--- TASK TO COMPLETE ---
Scanning the listing below, tally every line where the string "flecks" shows up, then state the count alone.

****************************************

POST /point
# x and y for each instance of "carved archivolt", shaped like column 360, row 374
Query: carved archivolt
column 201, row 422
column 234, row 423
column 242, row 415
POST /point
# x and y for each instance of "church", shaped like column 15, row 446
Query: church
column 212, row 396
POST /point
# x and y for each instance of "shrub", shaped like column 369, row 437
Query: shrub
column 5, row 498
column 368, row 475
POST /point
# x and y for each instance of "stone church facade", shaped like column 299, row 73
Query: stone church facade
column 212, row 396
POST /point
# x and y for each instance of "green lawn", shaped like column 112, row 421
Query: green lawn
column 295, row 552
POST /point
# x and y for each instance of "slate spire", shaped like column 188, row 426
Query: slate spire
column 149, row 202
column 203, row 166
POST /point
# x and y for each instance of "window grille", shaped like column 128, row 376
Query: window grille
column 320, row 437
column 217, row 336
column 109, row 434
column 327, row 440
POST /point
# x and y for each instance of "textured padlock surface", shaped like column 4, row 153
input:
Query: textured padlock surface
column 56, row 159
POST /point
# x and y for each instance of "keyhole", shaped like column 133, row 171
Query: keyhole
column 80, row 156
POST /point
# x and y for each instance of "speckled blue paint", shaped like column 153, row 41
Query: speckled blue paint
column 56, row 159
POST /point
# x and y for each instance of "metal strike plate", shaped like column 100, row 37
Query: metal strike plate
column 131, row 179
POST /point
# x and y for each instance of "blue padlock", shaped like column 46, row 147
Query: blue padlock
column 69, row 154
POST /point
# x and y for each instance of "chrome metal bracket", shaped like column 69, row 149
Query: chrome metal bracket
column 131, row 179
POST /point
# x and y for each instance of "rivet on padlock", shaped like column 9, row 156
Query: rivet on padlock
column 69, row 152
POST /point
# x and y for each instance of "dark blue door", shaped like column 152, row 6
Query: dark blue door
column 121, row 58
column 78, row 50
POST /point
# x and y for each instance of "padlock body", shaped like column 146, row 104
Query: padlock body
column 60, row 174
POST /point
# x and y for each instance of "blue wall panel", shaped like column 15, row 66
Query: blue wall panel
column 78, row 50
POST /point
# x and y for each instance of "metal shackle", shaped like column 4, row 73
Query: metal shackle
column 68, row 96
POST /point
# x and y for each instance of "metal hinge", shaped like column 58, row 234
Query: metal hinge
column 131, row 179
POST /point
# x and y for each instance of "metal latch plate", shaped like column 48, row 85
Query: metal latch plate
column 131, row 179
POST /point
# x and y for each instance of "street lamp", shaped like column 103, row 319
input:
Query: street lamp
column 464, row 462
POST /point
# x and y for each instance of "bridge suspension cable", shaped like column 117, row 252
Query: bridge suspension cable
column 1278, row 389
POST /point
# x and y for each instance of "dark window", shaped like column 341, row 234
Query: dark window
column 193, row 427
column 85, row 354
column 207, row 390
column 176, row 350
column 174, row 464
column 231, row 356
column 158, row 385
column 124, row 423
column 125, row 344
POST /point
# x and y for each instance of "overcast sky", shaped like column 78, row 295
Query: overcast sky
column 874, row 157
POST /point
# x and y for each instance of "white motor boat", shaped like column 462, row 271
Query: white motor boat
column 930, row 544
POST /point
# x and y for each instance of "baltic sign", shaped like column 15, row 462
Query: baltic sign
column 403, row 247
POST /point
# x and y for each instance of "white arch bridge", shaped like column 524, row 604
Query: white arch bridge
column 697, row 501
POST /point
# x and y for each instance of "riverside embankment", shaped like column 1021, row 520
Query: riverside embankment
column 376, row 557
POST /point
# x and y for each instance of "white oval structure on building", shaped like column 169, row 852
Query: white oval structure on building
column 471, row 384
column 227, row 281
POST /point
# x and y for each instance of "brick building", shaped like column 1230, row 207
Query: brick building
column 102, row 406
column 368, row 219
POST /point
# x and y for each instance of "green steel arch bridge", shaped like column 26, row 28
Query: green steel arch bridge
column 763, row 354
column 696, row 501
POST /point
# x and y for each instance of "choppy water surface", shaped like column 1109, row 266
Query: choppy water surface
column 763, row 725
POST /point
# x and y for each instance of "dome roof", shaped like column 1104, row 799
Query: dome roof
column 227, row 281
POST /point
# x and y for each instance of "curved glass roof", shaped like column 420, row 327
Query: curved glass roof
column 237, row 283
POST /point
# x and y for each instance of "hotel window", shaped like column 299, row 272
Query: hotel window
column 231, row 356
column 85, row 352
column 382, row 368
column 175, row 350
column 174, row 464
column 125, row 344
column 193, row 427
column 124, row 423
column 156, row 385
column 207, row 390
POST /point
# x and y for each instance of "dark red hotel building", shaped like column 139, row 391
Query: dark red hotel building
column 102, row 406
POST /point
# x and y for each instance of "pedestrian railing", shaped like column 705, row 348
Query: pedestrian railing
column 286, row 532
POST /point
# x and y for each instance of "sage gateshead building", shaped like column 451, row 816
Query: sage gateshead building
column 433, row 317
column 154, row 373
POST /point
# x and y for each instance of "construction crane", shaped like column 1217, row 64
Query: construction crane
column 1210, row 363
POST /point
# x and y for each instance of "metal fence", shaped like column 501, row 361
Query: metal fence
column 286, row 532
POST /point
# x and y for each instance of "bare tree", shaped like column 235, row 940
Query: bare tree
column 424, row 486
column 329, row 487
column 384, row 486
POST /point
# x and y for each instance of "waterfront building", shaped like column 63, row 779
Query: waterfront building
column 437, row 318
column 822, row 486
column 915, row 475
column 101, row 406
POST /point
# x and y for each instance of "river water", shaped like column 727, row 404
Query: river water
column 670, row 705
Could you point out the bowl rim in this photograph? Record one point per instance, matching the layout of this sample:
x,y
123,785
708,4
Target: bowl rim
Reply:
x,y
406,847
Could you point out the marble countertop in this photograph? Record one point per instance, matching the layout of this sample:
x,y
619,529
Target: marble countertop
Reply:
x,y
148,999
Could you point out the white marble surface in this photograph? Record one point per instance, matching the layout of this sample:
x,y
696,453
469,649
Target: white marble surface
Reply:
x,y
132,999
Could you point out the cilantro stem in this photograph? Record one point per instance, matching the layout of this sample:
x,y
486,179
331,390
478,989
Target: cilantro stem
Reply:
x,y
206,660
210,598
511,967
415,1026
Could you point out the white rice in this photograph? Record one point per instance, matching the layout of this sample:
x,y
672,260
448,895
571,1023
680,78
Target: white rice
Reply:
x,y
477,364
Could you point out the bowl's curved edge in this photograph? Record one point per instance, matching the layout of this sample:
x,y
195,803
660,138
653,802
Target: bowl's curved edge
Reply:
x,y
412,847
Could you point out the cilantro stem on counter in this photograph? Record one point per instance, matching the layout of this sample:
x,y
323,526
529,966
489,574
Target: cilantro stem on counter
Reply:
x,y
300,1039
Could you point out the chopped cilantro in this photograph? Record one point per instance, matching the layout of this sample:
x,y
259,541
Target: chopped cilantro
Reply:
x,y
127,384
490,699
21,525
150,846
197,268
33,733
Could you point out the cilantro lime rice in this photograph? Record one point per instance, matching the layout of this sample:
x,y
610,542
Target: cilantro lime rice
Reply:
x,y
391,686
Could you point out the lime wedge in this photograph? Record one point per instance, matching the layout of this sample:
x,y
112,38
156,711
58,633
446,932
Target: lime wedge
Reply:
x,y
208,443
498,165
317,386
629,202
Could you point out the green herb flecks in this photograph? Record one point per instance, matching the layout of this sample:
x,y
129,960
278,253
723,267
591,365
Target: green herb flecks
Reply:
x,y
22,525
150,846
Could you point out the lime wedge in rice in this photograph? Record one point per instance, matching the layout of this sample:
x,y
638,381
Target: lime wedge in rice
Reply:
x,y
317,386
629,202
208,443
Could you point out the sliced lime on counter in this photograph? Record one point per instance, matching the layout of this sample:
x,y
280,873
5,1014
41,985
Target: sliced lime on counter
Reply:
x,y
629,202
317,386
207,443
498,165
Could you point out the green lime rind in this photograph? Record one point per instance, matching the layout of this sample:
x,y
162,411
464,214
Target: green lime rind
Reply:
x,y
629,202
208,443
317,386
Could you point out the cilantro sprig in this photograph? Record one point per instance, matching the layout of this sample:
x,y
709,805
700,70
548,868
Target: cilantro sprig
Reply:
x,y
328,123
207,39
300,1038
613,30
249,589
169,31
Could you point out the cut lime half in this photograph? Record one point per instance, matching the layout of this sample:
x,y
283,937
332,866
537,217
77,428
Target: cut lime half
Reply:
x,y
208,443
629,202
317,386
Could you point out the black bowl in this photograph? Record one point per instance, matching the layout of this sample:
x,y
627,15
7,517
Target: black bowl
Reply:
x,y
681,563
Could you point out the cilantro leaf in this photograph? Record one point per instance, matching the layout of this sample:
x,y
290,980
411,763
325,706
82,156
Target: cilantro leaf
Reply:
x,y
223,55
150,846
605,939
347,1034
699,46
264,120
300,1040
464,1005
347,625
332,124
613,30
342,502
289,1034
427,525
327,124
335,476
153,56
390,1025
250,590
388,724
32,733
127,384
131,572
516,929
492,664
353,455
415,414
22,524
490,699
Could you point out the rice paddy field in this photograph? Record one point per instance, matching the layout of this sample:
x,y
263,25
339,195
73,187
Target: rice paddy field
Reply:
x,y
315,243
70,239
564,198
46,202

****************************************

--- ANSWER SECTION ---
2